In the article on configuring a CNN model, for what kind of dataset is a Convolutional Neural Network said to be mostly used?

Reading text:
--- START ---

The world’s leading publication for data science, AI, and ML professionals.

Configure a CNN Model using Traditional Machine Learning Algorithms

Applying Ensemble Learning Algorithms to the image dataset that are features extracted by Convolutional Layers with a python implementation

Table of Contents
1. Introduction
2. Layers
2.1. Convolutional Layer
2.2. Pooling Layer
2.3. Dropout Layer
2.4. Flatten Layer
3. Tutorial
3.1. Dense Layer Approach
3.2. Ensemble Learning Approach
4. Results
5. Discussion

1. Introduction

It is mostly converted into _(n_samples, nfeatures) and the algorithm is applied, after the necessary data preprocessing processes are applied to the dataset in the Traditional Machine Learning applications. In order to avoid situations such as overfitting and underfitting, the number of samples should be large. In order to prevent such situations, either the image augmentation for the image dataset is expanded by various methods, or methods such as features extraction, feature selection, or dimensionality reduction are applied.

Convolutional Neural Network (Cnn) is a deep learning method mostly used for image datasets. It is used for classification by training the model with artificial neural networks. When we handle the model, the features of the given image dataset are extracted with the layers in its structure, and these obtained features are trained by various layers such as a dense layer.

--- END ---

(Dataset excerpt)

--- START ---

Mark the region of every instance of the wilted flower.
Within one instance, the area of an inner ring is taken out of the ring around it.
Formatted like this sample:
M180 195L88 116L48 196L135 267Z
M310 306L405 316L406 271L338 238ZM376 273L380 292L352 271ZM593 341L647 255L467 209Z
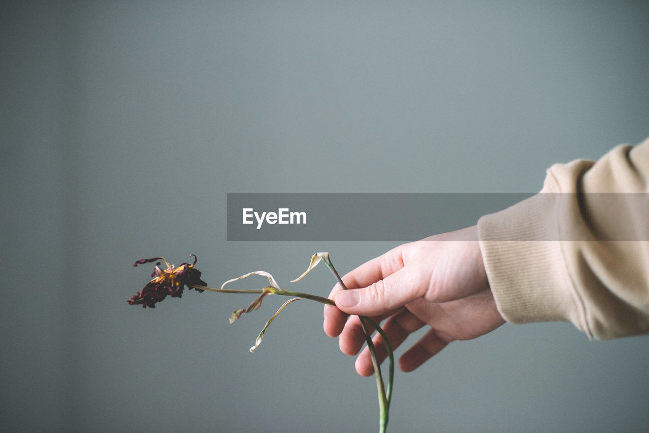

--- END ---

The output:
Image datasets.